ARTICLE
»»

# Kentucky Black BBQ Sauce



## bhambrewer (Sep 30, 2020)

I wrote the recipe up on my blog, link over here-


			Kentucky black BBQ sauce : Addicted to Canning!
		


1 cup Worcester sauce
1 cup tomato sauce (for non-US folks, this isn't ketchup, it's more like a severely plain pasta sauce like passata)
1 cup water (for non US folks, take 1 cup to be 240ml)
3 tablespoons lemon juice
1/3 cup brown sugar, or sugar substitute such as erithrytol or monkfruit (I made it with erithrytol)
1 or 2 teaspoons hot pepper flakes, or a splash of hot pepper sauce
2 tablespoons butter
season to taste with salt and pepper, or salt and fresh ground coriander seed

Add everything to a pan. Bring to boil. Turn down to active simmer. Simmer 5 minutes. This is a very liquid sauce that you can also use as a BBQ mopping sauce.

Flavour profile: umami, mildly spicy. In Kentucky it's paired with BBQ mutton. In Alabama mutton is not widely available (understatement) so I used pulled pork. I will use lamb next time, because I can totally see how well this blend will work with lamb, or mutton if I can ever get any.


----------



## Sowsage (Sep 30, 2020)

sounds good . I'll give this a try sometime


----------



## jcam222 (Sep 30, 2020)

Thanks for sharing. I’ll give this a try in my ne t pulled lamb. I also will use sugar sub.


----------



## pushok2018 (Sep 30, 2020)

Thank you for sharing! Sounds interesting... Going to try it this weekend.

««

EXERCISE DETAILS
According to the Kentucky black BBQ sauce thread, what meat is the sauce paired with in Kentucky?

DATASET SECTION
»»

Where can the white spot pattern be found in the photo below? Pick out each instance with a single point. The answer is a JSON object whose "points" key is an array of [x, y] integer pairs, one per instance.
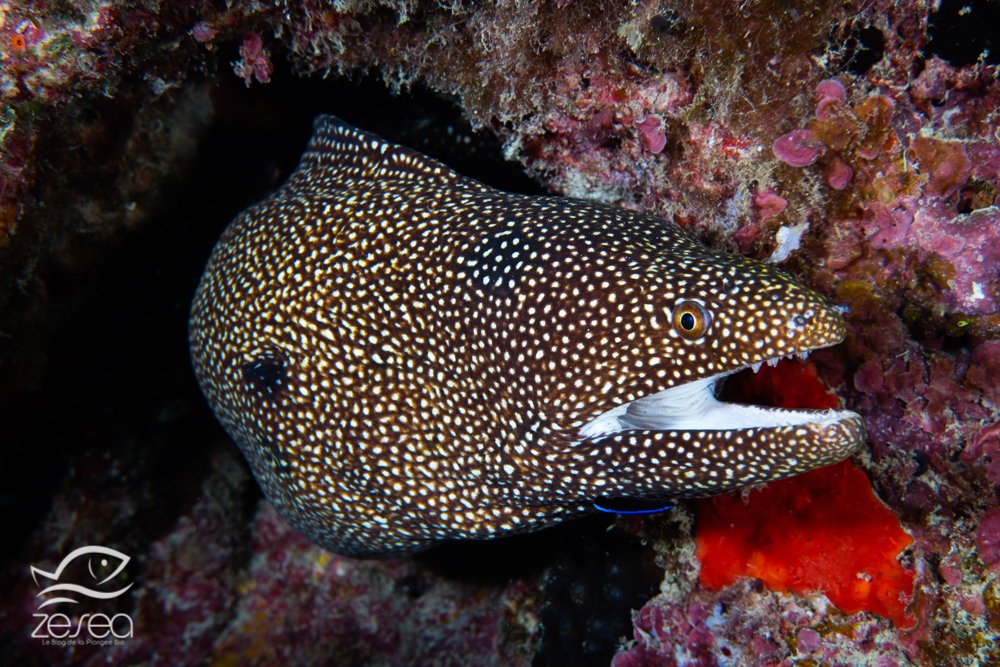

««

RESPONSE TO THE TASK
Barbecued mutton.